start Exercise materials
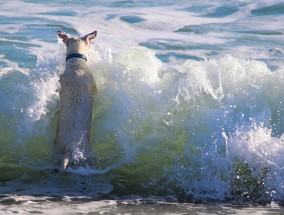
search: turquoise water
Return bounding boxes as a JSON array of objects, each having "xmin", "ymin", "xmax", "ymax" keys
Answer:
[{"xmin": 0, "ymin": 0, "xmax": 284, "ymax": 208}]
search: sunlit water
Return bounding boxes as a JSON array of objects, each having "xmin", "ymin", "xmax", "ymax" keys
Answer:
[{"xmin": 0, "ymin": 0, "xmax": 284, "ymax": 214}]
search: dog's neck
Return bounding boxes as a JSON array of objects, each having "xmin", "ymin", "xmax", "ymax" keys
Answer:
[{"xmin": 66, "ymin": 53, "xmax": 88, "ymax": 61}]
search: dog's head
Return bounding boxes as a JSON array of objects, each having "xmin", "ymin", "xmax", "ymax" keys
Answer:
[{"xmin": 57, "ymin": 31, "xmax": 97, "ymax": 55}]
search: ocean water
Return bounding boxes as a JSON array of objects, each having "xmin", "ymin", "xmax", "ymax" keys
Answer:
[{"xmin": 0, "ymin": 0, "xmax": 284, "ymax": 214}]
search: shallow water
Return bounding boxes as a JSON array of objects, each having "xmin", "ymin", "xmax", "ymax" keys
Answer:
[
  {"xmin": 0, "ymin": 196, "xmax": 284, "ymax": 215},
  {"xmin": 0, "ymin": 0, "xmax": 284, "ymax": 214}
]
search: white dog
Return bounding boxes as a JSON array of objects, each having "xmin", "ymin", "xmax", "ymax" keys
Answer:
[{"xmin": 53, "ymin": 31, "xmax": 97, "ymax": 170}]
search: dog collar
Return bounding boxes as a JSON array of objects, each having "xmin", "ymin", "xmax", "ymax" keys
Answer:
[{"xmin": 66, "ymin": 54, "xmax": 88, "ymax": 61}]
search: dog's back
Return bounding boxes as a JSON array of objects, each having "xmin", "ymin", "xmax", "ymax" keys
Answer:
[{"xmin": 54, "ymin": 30, "xmax": 96, "ymax": 169}]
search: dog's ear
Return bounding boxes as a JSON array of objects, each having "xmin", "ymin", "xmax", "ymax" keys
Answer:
[
  {"xmin": 57, "ymin": 31, "xmax": 70, "ymax": 44},
  {"xmin": 82, "ymin": 31, "xmax": 97, "ymax": 44}
]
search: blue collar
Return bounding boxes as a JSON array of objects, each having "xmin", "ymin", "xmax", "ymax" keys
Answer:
[{"xmin": 66, "ymin": 54, "xmax": 88, "ymax": 61}]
end Exercise materials
Given task: Quote each record exactly as it stands, minus the pictures.

Exercise output:
search: turquoise water
Return bounding boxes as a JSON array of objects, each having "xmin", "ymin", "xmax", "ymax" keys
Answer:
[{"xmin": 0, "ymin": 0, "xmax": 284, "ymax": 208}]
search: sunlit water
Return bounding boxes as a JSON array of objects, each having "xmin", "ymin", "xmax", "ymax" keys
Answer:
[{"xmin": 0, "ymin": 0, "xmax": 284, "ymax": 214}]
search: dog's neck
Return bounding boxes as a JSON array of objects, each having "xmin", "ymin", "xmax", "ymax" keys
Answer:
[{"xmin": 66, "ymin": 53, "xmax": 88, "ymax": 61}]
search: dog's head
Return bounding boxes as a JSON array of objects, each having "xmin", "ymin", "xmax", "ymax" keys
Answer:
[{"xmin": 57, "ymin": 31, "xmax": 97, "ymax": 55}]
search: ocean water
Return bounding boxes as a JSON array of objects, each having "xmin", "ymin", "xmax", "ymax" keys
Answer:
[{"xmin": 0, "ymin": 0, "xmax": 284, "ymax": 214}]
search: shallow water
Return bounding boxes as a JSON array of objects, each having "xmin", "ymin", "xmax", "ymax" keys
Answer:
[
  {"xmin": 0, "ymin": 196, "xmax": 284, "ymax": 215},
  {"xmin": 0, "ymin": 0, "xmax": 284, "ymax": 214}
]
search: white dog
Return bounding boxes as a JSON array of objects, each having "xmin", "ymin", "xmax", "ymax" keys
Answer:
[{"xmin": 53, "ymin": 31, "xmax": 97, "ymax": 170}]
search: dog collar
Return bounding boxes as a JSON array of objects, each having "xmin", "ymin", "xmax", "ymax" keys
Answer:
[{"xmin": 66, "ymin": 54, "xmax": 88, "ymax": 61}]
search: dog's back
Return bounding boxes as a JSON array of objects, each having "xmin", "ymin", "xmax", "ymax" keys
Answer:
[{"xmin": 54, "ymin": 30, "xmax": 96, "ymax": 169}]
search: dog's ear
Return bounding boxes as a JSON array of objects, each having "xmin", "ymin", "xmax", "ymax" keys
Answer:
[
  {"xmin": 57, "ymin": 31, "xmax": 70, "ymax": 44},
  {"xmin": 82, "ymin": 31, "xmax": 97, "ymax": 44}
]
search: blue collar
Return bounding boxes as a JSON array of objects, each having "xmin", "ymin", "xmax", "ymax" keys
Answer:
[{"xmin": 66, "ymin": 54, "xmax": 88, "ymax": 61}]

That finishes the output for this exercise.